# Ligne verticale violette sur iBook...



## onewithefreaks (19 Août 2004)

Voila, j'imagine que les topics qui n'ont d'autres buts que de régler le probleme d'un forumiste en détresse doivent vous énerver... Mais étant nouveau ici je n'avais personne à qui envoyer de mp donc voila mon probleme :

un petit probleme [débile] sur l'iBook de mon frangin : je l'utilisais lorsque sans que je sache pourquoi, une ligne verticale violette est apparue à peu pres au milieu de l'écran...     Elle ne disparait que lorsqu'on l'éteind. J'aimerais savoir si vous avez une idée de ce que c'est et surtout comment la faire disparaitre. J'ai lu le topic à propos des pixels morts mais là il s'agit bien d'une ligne parfaiite de haut en bas et Violette ! [qui n'apparait pas sur le blanc]

Merci

Bien sur, autrement qu'en repeignant l'écran...


----------



## Anonyme (23 Août 2004)

Il me semble que sur les iBook d'une certaine série il y a eu des problèmes au niveau de l'écran, mais j'en sais pas plus. J'espère qu'il est encore sous garantie sinon tu l'as dans le c... malheureusement. Bonne chance


----------



## macinside (23 Août 2004)

arrêtez de dire n'importe quoi, le problème pris en charge concerne les cartes mère et pas l'écran  en l'occurrence la c'est un problème avec la dalle LCD


----------



## litle_big_one (23 Août 2004)

Bj all

heu, des pixels, oui c'est la dalle mais une ligne complète, je doute.

bob


----------



## macinside (23 Août 2004)

sisi, une ligne complète c'est une dalle LCD


----------



## theBrave (27 Août 2004)

Violette qui n'apparait pas sur le blanc.
Ca doit etre les sous-pixels bleus et rouges qui ne peuvent plus s'eteindre.
Essaie de masser (appuyer) sur les bords de la dalle en haut et en bas.
Ca change quelque chose ?


----------

## [Consigne écrite]
Dans la discussion sur la ligne violette de l'iBook, à quoi macinside attribue-t-il le problème ?

## [Données fournies]
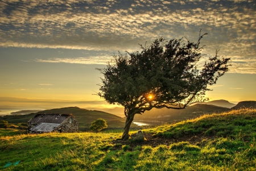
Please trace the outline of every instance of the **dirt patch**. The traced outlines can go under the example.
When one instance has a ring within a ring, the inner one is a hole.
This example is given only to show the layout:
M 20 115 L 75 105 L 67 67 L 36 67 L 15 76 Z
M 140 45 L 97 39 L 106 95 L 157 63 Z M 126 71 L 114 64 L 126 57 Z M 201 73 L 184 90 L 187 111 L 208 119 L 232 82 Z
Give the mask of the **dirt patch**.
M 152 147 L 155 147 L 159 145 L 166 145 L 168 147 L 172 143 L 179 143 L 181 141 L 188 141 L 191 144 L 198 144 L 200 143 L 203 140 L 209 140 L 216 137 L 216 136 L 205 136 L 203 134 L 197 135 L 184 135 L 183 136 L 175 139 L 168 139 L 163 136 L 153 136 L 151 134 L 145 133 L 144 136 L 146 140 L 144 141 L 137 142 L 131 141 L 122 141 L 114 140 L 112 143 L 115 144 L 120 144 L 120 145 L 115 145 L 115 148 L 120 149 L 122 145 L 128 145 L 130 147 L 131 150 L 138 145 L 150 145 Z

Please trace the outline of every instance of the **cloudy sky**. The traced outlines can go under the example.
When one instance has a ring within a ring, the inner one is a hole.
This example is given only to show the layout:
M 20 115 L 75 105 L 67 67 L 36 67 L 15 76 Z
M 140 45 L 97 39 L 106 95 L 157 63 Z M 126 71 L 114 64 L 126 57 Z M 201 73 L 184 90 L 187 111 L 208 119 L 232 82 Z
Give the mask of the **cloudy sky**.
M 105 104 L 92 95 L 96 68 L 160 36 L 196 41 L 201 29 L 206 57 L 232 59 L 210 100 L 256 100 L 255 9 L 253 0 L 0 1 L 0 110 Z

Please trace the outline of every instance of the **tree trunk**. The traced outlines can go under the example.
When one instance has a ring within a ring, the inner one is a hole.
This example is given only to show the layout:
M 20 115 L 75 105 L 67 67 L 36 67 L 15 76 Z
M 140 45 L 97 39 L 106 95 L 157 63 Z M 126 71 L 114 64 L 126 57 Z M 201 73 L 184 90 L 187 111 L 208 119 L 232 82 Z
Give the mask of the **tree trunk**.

==

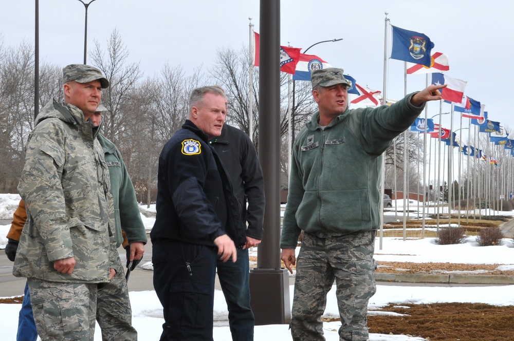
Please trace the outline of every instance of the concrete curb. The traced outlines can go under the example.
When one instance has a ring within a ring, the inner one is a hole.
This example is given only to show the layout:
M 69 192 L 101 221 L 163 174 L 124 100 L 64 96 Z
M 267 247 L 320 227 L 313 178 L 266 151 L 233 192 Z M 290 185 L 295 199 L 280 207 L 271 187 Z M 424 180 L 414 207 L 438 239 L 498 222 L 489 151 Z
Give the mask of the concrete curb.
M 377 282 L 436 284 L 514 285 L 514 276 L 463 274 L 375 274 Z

## [Réponse attendue]
À la dalle LCD.